Prompt >>
Word for word, give the entries back.

[Region pointing data]
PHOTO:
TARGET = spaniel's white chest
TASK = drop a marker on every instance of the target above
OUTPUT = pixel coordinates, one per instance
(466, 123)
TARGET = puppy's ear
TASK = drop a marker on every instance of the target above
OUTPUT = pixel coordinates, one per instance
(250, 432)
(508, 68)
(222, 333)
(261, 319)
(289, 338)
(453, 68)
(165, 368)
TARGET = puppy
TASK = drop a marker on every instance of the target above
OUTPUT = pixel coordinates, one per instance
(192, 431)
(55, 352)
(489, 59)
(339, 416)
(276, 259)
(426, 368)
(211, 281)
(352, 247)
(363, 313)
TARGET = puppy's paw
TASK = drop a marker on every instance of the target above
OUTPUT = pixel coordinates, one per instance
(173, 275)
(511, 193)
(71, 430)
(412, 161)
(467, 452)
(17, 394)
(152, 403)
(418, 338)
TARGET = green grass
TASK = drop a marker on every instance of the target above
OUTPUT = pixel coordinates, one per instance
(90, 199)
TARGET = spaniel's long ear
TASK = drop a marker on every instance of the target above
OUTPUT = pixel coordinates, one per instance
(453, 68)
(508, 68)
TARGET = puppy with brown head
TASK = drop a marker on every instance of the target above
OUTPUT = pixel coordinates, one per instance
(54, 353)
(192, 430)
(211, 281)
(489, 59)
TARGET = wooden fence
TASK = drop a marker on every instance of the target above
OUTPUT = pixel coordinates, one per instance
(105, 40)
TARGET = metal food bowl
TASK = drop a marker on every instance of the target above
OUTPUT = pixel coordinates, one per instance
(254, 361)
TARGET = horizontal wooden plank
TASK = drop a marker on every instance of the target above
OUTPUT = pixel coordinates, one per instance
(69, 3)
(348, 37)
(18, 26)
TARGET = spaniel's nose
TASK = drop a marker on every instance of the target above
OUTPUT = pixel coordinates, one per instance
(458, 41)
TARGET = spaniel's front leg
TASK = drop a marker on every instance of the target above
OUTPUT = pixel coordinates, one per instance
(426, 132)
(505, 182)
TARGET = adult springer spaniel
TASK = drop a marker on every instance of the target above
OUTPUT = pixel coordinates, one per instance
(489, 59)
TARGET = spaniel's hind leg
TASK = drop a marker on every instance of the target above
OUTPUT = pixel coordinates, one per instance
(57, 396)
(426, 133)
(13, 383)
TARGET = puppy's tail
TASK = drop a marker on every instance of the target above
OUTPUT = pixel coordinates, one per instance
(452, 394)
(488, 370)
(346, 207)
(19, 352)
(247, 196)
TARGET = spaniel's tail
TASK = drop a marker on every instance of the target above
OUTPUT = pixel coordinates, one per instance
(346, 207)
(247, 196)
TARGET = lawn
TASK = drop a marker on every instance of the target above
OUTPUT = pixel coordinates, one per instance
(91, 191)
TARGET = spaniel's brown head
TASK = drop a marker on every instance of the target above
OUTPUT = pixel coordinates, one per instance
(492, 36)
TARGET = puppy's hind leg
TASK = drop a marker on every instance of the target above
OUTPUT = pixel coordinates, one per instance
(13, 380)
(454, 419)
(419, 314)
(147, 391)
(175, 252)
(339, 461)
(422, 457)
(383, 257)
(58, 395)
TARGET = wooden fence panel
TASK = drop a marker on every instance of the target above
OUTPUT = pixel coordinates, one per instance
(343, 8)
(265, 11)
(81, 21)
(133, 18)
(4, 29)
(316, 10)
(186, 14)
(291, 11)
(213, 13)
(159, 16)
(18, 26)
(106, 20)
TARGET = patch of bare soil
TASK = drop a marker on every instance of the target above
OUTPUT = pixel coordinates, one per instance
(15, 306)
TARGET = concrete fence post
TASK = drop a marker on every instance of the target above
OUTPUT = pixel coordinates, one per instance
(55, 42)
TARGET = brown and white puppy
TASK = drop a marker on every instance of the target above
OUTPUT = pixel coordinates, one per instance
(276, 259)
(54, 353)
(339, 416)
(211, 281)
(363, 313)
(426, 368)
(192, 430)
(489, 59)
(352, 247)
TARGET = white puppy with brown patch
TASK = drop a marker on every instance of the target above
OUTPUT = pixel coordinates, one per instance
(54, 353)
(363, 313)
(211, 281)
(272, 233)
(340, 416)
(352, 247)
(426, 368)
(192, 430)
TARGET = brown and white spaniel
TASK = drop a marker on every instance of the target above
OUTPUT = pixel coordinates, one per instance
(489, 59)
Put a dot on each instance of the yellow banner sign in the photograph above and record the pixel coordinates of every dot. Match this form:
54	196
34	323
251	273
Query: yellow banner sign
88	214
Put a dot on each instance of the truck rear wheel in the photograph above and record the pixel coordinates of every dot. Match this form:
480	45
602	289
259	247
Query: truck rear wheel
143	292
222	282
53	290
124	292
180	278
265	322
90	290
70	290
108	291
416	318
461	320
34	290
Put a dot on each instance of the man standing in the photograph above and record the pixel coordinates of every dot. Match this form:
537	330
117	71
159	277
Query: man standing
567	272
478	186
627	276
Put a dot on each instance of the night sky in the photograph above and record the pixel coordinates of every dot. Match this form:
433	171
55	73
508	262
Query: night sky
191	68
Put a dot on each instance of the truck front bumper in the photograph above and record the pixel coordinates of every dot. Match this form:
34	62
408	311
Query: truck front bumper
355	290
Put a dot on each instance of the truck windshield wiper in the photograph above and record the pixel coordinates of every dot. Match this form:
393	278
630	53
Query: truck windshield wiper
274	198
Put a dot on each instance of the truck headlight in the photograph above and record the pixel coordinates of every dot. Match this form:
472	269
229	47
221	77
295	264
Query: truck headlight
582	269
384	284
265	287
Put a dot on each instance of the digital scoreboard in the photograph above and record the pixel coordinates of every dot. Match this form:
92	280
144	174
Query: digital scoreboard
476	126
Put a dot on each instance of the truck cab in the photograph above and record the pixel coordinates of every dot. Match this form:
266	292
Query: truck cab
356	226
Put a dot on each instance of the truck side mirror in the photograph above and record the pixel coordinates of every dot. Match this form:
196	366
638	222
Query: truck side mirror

Worked solution >>
PHOTO:
TARGET = spaniel's white chest
TASK = drop a marker on every instance of the target above
OUTPUT = pixel coordinates, one per instance
(466, 123)
TARGET = puppy's ear
TASK = drop a marker on every instance of the target above
OUTPUT = pixel coordinates, one per instance
(250, 432)
(508, 68)
(222, 333)
(261, 319)
(289, 338)
(453, 68)
(165, 368)
TARGET = puppy
TASK = drop a marker on every instance of the target above
OUTPUT = pixel coordinates, one per instance
(192, 431)
(55, 352)
(489, 59)
(339, 416)
(276, 259)
(426, 368)
(211, 281)
(352, 247)
(363, 313)
TARGET = puppy's paw
TASK = drop a marker on every instance of the target above
OUTPUT = pixel coordinates, one per instance
(173, 275)
(511, 193)
(71, 430)
(412, 161)
(467, 452)
(17, 394)
(152, 403)
(418, 338)
TARGET = green grass
TASK = drop a marker on every instance of the target above
OUTPUT = pixel coordinates, one per instance
(90, 199)
TARGET = spaniel's long ear
TASK = drop a marker on every instance of the target above
OUTPUT = pixel coordinates, one per instance
(453, 68)
(508, 68)
TARGET = puppy with brown head
TASK = drop a marker on every instance of the target above
OUTPUT = pixel coordinates, one per instance
(54, 353)
(192, 430)
(211, 281)
(489, 59)
TARGET = wooden fence
TASK = drop a marker on every instance of the target above
OUTPUT = pixel coordinates, one per instance
(105, 40)
TARGET = metal food bowl
TASK = drop a marker on every instance of the target above
OUTPUT = pixel coordinates, one per instance
(254, 361)
TARGET = horizontal wooden plank
TASK = drop a marker on every instance of the target above
OUTPUT = pixel coordinates, one per instance
(69, 3)
(348, 37)
(18, 26)
TARGET = spaniel's nose
TASK = drop a marker on every instance of the target above
OUTPUT = pixel coordinates, one per instance
(458, 41)
TARGET = spaniel's front leg
TASK = drop a marker on every instance of the target above
OUTPUT = pixel coordinates, one per instance
(426, 132)
(505, 182)
TARGET = adult springer spaniel
TASK = drop a marker on every instance of the target above
OUTPUT = pixel coordinates, one per instance
(489, 59)
TARGET = spaniel's hind leg
TASK = drop a marker on every instance of the target above
OUTPUT = pixel coordinates, one per instance
(57, 396)
(426, 133)
(13, 383)
TARGET = puppy's tail
TASK = drop a marker on every instance of the target above
OUTPUT = pixel coordinates, one per instance
(452, 394)
(488, 370)
(346, 207)
(19, 352)
(247, 196)
TARGET = spaniel's tail
TASK = drop a marker on every instance of the target above
OUTPUT = pixel coordinates, one per instance
(346, 207)
(247, 196)
TARGET = lawn
TASK = drop a marker on every instance of the target above
OUTPUT = pixel coordinates, one per instance
(91, 191)
TARGET = spaniel's brown head
TASK = drop a marker on every instance of the target above
OUTPUT = pixel coordinates, one per instance
(492, 36)
TARGET = puppy's hind leg
TASK = drop a marker on every instance of the target above
OUTPUT = pixel coordinates, one per instance
(13, 380)
(454, 419)
(419, 314)
(147, 391)
(175, 252)
(339, 461)
(422, 457)
(383, 257)
(58, 395)
TARGET = wooden fence panel
TASK = drop a marker on every instance of the target above
OUTPUT = pixel coordinates, one per instance
(343, 8)
(265, 11)
(81, 21)
(133, 18)
(4, 29)
(316, 10)
(186, 14)
(291, 11)
(213, 13)
(159, 16)
(18, 26)
(106, 20)
TARGET = patch of bare soil
TASK = drop a marker on every instance of the target above
OUTPUT = pixel coordinates, one per instance
(15, 306)
TARGET = concrete fence post
TASK = drop a marker on every instance of the target above
OUTPUT = pixel coordinates, one per instance
(55, 42)
TARGET = brown and white puppy
TASK = drop a marker on every instance of the target above
OUTPUT = pixel coordinates, one per instance
(276, 259)
(54, 353)
(339, 416)
(211, 281)
(363, 313)
(426, 368)
(192, 430)
(489, 59)
(352, 247)
TARGET = white puppy with brown patch
TASK = drop a marker on every instance of the target above
OUTPUT = pixel coordinates, one per instance
(54, 353)
(363, 313)
(211, 281)
(272, 233)
(340, 416)
(352, 247)
(426, 368)
(192, 430)
TARGET = brown and white spaniel
TASK = drop a marker on every instance of the target above
OUTPUT = pixel coordinates, one per instance
(489, 59)
Put a dot on each instance of the yellow banner sign in the photograph above and record the pixel coordinates of every dot. Match this form:
54	196
34	323
251	273
Query: yellow banner sign
88	214
Put a dot on each instance of the truck rear wheel in the photograph above and record the pixel coordinates of every dot. Match this form:
480	45
602	289
259	247
Query: truck rear wheel
143	292
222	282
53	290
124	292
180	278
265	322
90	290
70	290
108	291
416	318
461	320
34	290
Put a dot on each instance of the man standing in the photograph above and record the pixel coordinates of every dot. Match this form:
537	330
117	71
159	277
Query: man standing
567	272
478	186
627	276
Put a dot on each instance of the night sky in the photograph above and record the pixel coordinates of every dot. Match this form:
433	171
55	73
508	262
Query: night sky
191	68
Put a dot on each instance of the truck front bumper in the photograph above and record the pixel coordinates of every dot. Match this form:
34	62
408	311
Query: truck front bumper
355	290
Put a dot on each instance of the truck windshield wiper in the photograph above and record the pixel coordinates of every dot. Match this form:
393	278
630	53
Query: truck windshield wiper
274	198
Put a dot on each instance of the truck headlight in the photograph above and record the pixel coordinates of every dot. Match this form:
472	269
229	47
221	77
295	264
Query: truck headlight
582	269
384	284
265	287
Put a dot on each instance of the digital scoreboard in the photograph above and record the pixel coordinates of every dot. Match this form:
92	280
144	174
Query: digital scoreboard
476	126
Put a dot on each instance of the truck cab in the photograph above and record the pixel coordinates of every dot. Match this form:
266	292
Query: truck cab
356	226
Put a dot on each instance of the truck side mirror in the photograph above and record the pixel coordinates of every dot. Match this form:
196	366
638	222
Query: truck side mirror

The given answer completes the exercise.